Go through the entries below and collect each line with the string "that" in it.

RECORD EXCERPTS:

##########

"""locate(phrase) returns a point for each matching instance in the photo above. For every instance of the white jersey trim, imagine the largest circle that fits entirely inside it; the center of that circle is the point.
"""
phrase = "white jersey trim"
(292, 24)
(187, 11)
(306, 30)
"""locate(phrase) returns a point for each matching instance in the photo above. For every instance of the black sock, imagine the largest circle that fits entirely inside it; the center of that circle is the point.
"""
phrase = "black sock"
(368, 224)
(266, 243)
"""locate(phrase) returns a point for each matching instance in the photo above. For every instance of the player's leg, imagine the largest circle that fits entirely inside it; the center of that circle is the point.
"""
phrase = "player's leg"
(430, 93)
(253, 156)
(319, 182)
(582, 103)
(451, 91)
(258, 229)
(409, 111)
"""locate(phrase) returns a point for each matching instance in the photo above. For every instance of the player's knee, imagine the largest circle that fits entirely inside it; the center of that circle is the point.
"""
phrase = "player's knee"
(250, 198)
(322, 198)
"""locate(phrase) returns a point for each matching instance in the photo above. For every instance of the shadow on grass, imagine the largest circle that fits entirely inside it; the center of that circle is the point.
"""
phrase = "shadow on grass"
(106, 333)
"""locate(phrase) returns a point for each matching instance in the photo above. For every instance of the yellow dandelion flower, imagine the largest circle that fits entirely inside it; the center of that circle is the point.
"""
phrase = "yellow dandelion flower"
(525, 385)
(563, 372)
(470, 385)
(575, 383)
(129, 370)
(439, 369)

##########

TASK RESPONSE:
"""locate(phrase) returns a point for each matching instance in the photo above. For every instance of the white jersey trim, imagine the largest circle that fits entirely inside it; the center of that circle is the point.
"""locate(phrase) returns a point for each matching instance in the photo above. For every instance of the black sock, imagine the largest circle that fits entirely inside it; the center of that circle is the point.
"""locate(phrase) returns a point for each matching instance in the photo above. For every instance of the player's leg, imagine the largest circle that fits entirely inside it; the center of that circle is the point.
"""locate(phrase) returns a point for each matching instance in the photo above. For every instance of the player's knee, imagine the largest circle that fits entirely inside it; the center of that circle is the point.
"""locate(phrase) returns a point for each matching instance in the photo above. For every instance of the shadow on grass, imagine the largest circle that fits entirely inside it; the center of that circle is the point.
"""locate(phrase) returns a point for each matching instance in the photo above. For every instance of the yellow dandelion flower, imagine the largest circle that fits entirely inside it; the center of that circle is the point.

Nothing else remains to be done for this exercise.